TEXT ▸
Local GPs, nurses and mental health clinicians in the Mid North are certainly doing incredible work and I see every day where I live in Clare my home community investing in itself. We had a fantastic mental health expo in the main street of Clare at Ennis Park just recently. I was really touched to be invited to set up a stall, to be made to feel welcome and that there was a role for me as the local member of parliament but also as the shadow minister for mental health and suicide prevention. Together we were putting forward positive messages to a rural community about what services exist, how to find them, how to navigate them, what was helpful and what people might be looking for that we can call for investment in. So there are positives to find in this space as well, but it is often because it is being led at that community level.
I continue to applaud the efforts of Lorna Woodward and her association with Lifeline Connect in Clare because Lorna understands what outreach looks like, she understands that not everyone is going to walk through the door in Blanche Street and find the services that are available and that, if we are concerned about people's wellbeing, then we need to go and find them.
We need to find them where they are. They are at sport, they are at footy, they are at bowls, they are at cricket, they are at our country shows and at their ag expos and ag bureaus, and association and socialisation needs to take place for us to start to normalise in our communities a comfort level when talking about mental illness as well as physical ailments. They are all part of the one body, to state the obvious.
Something really fabulous happened on Melbourne Cup Day that had nothing to do with South Australian jockey Jamie being the second female to win that cup, but in fact we hosted John Mannion, a former mental health commissioner and CEO and co-founder of the Breakthrough Mental Health Research Foundation.
He understood that by being invited to this event it was an opportunity to get in front of a large crowd and, while we were having fun, talk to us about how we normalise our language, how we live with mental illness, how we rely on—must rely on—evidence-based research and the investment that needs to come not just from the private sector but, he strongly suggests, from government to underpin the research that we need to validate and to back in the projects, the research, the knowledge, the expertise, the trials and the services that are important to help people be well.
I really want to thank him for coming to the Clare Valley. He has an important job to do and a stark reminder to give us, and that is that every day in Australia nine people will take their life, and seven of those nine people will be men. It is a very meaningful statistic in country South Australia and that is why investment in these services is critical.
We use this motion to call on the government to keep doing more, to invest in training placements in workforce in community-based services. With those comments, I commend the motion and I thank the member for Schubert for bringing this motion to the house.

DATA FOR ANALYSIS ▸

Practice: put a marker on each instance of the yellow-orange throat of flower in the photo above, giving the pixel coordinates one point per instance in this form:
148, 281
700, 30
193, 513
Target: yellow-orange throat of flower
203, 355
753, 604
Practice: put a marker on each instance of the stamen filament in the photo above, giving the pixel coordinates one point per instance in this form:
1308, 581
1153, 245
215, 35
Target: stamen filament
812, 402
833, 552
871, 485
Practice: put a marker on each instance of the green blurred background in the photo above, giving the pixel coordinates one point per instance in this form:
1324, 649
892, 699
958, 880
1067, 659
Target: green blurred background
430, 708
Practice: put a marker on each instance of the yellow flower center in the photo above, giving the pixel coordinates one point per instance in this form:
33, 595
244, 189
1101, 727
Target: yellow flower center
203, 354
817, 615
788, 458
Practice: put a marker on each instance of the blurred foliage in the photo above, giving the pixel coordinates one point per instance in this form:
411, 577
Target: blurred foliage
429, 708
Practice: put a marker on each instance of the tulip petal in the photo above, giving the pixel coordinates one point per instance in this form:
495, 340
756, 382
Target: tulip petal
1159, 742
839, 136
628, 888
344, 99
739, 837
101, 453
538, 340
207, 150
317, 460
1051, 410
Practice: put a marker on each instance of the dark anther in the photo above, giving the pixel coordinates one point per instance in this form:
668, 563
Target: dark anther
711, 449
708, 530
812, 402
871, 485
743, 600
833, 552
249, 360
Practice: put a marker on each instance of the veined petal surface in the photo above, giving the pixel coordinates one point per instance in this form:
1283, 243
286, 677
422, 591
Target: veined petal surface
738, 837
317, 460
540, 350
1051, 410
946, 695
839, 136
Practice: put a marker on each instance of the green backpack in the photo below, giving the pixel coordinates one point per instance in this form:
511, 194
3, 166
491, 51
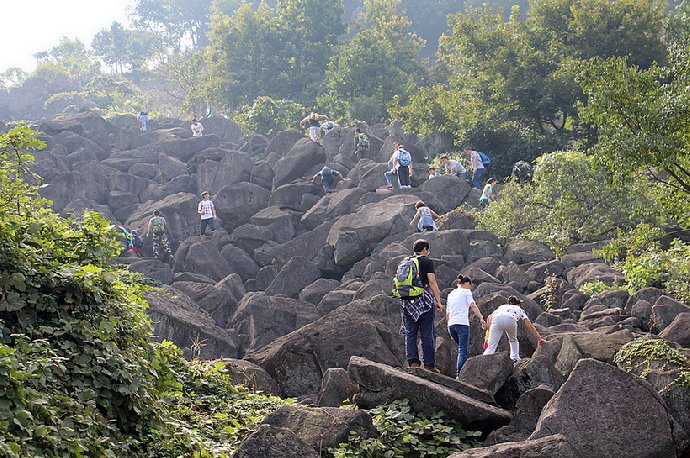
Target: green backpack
407, 282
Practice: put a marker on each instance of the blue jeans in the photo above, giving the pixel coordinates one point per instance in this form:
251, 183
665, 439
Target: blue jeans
425, 327
389, 175
460, 333
476, 178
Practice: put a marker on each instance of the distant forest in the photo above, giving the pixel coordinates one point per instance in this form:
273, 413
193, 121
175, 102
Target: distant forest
512, 79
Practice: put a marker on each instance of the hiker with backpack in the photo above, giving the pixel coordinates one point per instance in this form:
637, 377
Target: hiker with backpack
403, 165
487, 193
479, 162
313, 121
207, 211
453, 167
425, 217
415, 285
458, 306
391, 167
327, 177
134, 242
361, 142
522, 172
197, 128
156, 230
328, 126
143, 119
504, 320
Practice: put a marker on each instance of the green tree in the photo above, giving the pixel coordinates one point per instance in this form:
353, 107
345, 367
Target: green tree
377, 65
175, 21
572, 199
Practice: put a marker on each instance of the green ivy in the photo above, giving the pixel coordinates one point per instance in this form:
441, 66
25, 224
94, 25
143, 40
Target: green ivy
404, 433
643, 355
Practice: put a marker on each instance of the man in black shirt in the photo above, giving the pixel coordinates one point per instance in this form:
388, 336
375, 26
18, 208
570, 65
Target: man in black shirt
418, 312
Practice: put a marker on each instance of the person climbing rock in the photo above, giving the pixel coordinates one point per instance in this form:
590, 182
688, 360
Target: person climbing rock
207, 211
197, 128
458, 306
418, 311
157, 230
424, 217
143, 119
403, 165
313, 121
327, 177
505, 319
487, 193
391, 171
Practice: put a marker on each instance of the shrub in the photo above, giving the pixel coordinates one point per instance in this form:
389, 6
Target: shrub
404, 433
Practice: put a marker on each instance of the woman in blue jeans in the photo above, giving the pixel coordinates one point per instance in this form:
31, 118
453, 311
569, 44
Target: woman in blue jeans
459, 303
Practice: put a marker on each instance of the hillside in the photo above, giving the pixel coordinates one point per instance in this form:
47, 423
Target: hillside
292, 290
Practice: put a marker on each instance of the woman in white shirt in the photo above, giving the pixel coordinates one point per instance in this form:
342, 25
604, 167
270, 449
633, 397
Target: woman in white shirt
459, 303
505, 319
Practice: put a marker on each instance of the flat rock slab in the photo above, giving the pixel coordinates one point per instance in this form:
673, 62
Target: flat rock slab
380, 383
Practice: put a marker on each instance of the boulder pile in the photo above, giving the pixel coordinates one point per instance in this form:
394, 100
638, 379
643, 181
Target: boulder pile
292, 290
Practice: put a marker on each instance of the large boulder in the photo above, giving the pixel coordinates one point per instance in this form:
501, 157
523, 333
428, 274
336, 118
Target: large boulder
589, 407
202, 257
269, 441
236, 204
379, 383
235, 167
260, 319
179, 319
353, 236
361, 328
296, 275
298, 162
322, 428
449, 189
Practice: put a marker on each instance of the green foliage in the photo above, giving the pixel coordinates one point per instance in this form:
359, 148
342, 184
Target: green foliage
404, 433
595, 287
268, 117
643, 355
640, 256
643, 119
570, 200
377, 64
79, 375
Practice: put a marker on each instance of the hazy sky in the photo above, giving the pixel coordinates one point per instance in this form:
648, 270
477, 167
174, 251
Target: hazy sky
31, 26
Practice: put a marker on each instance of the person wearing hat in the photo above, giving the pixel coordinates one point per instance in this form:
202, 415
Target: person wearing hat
505, 319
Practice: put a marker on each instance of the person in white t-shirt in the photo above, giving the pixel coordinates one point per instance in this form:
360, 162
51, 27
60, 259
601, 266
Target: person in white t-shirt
197, 128
208, 213
505, 319
459, 303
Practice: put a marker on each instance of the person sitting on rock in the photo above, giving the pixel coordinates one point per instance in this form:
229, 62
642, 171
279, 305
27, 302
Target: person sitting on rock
403, 166
327, 177
328, 126
418, 312
424, 217
313, 121
143, 120
453, 167
433, 173
197, 128
207, 211
458, 306
391, 167
156, 230
505, 319
487, 193
361, 142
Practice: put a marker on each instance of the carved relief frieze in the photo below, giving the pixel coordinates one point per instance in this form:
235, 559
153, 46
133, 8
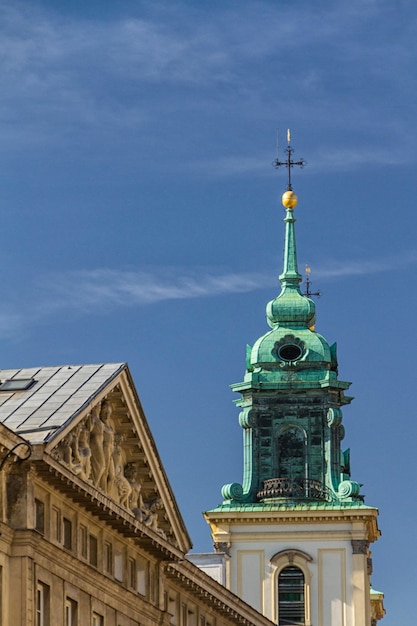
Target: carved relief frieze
95, 452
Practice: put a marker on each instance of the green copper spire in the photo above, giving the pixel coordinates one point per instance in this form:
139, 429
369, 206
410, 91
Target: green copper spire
291, 400
290, 308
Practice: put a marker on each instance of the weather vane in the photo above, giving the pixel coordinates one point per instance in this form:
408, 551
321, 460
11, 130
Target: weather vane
307, 284
289, 163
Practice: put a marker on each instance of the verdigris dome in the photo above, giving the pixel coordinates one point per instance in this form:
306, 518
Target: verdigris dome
291, 308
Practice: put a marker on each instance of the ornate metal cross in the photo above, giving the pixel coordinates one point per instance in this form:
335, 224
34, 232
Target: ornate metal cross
289, 163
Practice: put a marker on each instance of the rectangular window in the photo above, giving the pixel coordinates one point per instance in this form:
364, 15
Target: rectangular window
56, 523
118, 566
67, 533
92, 550
71, 612
172, 609
83, 542
132, 573
108, 557
42, 604
191, 616
142, 577
97, 620
39, 516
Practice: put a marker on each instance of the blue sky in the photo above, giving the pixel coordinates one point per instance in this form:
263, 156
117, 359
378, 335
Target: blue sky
141, 218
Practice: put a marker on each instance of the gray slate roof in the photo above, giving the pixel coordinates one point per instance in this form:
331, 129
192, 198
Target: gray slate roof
57, 395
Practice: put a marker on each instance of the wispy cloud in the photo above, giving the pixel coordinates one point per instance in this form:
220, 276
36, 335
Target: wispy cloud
103, 291
61, 74
107, 288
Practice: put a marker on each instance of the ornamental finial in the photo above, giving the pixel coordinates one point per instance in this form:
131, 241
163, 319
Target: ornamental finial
289, 198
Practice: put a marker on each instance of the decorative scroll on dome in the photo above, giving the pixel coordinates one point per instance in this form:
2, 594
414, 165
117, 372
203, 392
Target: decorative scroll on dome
97, 452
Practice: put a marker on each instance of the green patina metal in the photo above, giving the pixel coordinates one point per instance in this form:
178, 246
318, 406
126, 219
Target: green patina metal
291, 408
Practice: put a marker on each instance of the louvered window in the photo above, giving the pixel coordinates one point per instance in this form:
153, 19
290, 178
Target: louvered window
291, 597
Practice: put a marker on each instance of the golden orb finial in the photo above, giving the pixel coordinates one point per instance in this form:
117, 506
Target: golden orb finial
289, 199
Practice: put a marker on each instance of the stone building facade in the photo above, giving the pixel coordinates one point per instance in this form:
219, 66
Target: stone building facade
90, 533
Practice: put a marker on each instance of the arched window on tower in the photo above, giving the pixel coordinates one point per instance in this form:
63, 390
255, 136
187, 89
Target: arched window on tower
291, 605
292, 453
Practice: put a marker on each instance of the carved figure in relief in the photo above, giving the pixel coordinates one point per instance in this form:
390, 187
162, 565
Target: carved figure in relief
123, 486
96, 428
150, 517
107, 477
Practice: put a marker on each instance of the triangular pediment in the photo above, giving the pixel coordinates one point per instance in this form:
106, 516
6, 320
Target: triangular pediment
108, 445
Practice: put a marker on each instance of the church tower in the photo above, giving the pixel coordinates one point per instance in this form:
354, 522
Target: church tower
296, 533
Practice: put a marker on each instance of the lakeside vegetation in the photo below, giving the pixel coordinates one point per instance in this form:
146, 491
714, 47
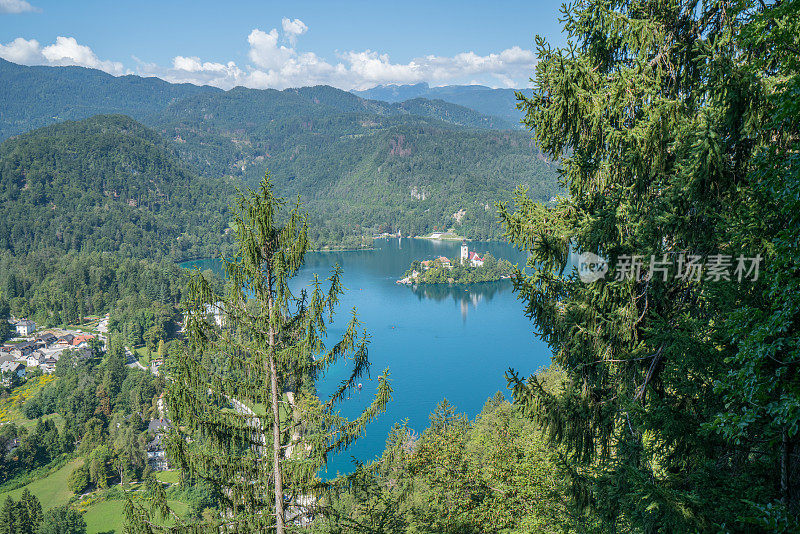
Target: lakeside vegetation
456, 271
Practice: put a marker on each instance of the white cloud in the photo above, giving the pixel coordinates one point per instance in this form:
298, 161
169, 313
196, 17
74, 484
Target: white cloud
16, 6
65, 51
292, 29
264, 49
22, 51
276, 65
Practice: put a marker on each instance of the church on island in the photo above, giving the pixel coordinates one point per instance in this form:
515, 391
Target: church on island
471, 257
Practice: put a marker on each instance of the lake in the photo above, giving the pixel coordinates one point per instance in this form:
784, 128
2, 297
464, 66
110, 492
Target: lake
437, 341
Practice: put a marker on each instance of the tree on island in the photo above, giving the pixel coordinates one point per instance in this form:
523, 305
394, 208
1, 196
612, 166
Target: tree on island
236, 429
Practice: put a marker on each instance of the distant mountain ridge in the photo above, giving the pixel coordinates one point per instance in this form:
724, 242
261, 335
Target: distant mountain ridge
499, 103
360, 166
32, 97
107, 183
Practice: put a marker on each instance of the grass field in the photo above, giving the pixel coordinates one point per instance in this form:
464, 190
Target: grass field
52, 490
11, 406
108, 516
168, 477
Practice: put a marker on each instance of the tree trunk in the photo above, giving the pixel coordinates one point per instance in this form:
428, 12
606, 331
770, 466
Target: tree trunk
785, 467
276, 447
276, 422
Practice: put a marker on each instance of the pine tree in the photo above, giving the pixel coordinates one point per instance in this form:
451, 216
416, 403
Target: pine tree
8, 517
260, 433
656, 114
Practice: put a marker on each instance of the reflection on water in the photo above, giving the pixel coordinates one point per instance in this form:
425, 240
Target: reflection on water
465, 295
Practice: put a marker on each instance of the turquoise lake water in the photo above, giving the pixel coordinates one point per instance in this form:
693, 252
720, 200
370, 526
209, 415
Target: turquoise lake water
438, 341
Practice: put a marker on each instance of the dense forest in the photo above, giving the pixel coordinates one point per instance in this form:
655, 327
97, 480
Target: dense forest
360, 166
107, 184
56, 289
672, 403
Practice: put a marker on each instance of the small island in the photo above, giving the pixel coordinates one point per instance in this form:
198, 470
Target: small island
469, 268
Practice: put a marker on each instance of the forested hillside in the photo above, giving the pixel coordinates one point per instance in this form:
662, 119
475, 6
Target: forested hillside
107, 184
501, 103
359, 166
32, 97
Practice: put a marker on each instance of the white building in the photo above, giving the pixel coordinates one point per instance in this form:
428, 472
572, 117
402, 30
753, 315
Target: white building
470, 257
25, 327
15, 367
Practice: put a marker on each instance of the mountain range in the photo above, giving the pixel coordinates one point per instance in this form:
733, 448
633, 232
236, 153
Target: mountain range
500, 103
359, 165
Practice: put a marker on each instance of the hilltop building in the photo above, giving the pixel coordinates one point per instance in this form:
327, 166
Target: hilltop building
25, 327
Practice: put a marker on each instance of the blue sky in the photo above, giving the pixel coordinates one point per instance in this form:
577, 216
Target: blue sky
285, 44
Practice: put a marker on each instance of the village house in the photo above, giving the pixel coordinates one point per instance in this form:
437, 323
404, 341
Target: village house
79, 340
34, 359
22, 350
12, 367
48, 338
25, 327
48, 365
215, 312
156, 454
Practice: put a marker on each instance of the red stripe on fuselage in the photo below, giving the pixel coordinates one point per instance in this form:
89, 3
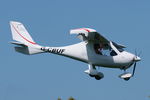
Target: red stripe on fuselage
23, 36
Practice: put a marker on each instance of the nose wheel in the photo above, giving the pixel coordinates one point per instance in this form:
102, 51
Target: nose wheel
125, 76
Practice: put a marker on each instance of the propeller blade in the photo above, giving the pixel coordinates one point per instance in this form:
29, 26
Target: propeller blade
134, 69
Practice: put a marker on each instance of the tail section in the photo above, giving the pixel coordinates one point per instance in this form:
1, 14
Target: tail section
25, 43
19, 33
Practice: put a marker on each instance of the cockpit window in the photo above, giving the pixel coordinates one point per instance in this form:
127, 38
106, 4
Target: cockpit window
105, 50
98, 49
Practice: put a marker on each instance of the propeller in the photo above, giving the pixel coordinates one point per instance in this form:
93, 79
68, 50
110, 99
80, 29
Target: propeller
136, 59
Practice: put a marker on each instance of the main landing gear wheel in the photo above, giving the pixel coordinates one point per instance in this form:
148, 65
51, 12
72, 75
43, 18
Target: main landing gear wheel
98, 77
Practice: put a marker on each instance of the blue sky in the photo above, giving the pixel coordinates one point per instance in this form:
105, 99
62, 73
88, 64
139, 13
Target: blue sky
48, 76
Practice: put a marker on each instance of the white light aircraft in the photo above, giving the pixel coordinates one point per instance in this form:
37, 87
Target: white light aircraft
95, 50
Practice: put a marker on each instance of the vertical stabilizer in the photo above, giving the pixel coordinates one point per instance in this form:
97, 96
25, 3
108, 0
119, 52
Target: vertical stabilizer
20, 34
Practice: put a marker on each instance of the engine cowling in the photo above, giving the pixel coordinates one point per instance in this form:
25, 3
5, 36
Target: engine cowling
94, 73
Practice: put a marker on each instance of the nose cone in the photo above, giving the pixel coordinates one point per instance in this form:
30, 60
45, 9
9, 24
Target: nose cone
136, 58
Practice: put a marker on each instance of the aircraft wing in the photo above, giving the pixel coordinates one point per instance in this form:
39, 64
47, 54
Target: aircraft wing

WORK ORDER A ▸ In the speech, how many people take their own lives in Australia each day, and how many of them are men?
WORK ORDER B ▸ Rewrite the paragraph of the speech that begins "We need to find them where they are" as a short bulleted list that keeps its main facts.
WORK ORDER C ▸ According to the speech, which things did John Mannion say government investment in research should back? List every one.

YOUR RESPONSE A ▸ Nine people take their own lives each day, and seven of them are men.

YOUR RESPONSE B ▸
- People need to be found where they are: at sport, footy, bowls, cricket, country shows, ag expos and ag bureaus.
- Association and socialization are needed so communities become comfortable talking about mental illness as well as physical ailments.
- Both are part of the one body.

YOUR RESPONSE C ▸
- Projects
- Research
- Knowledge
- Expertise
- Trials
- Services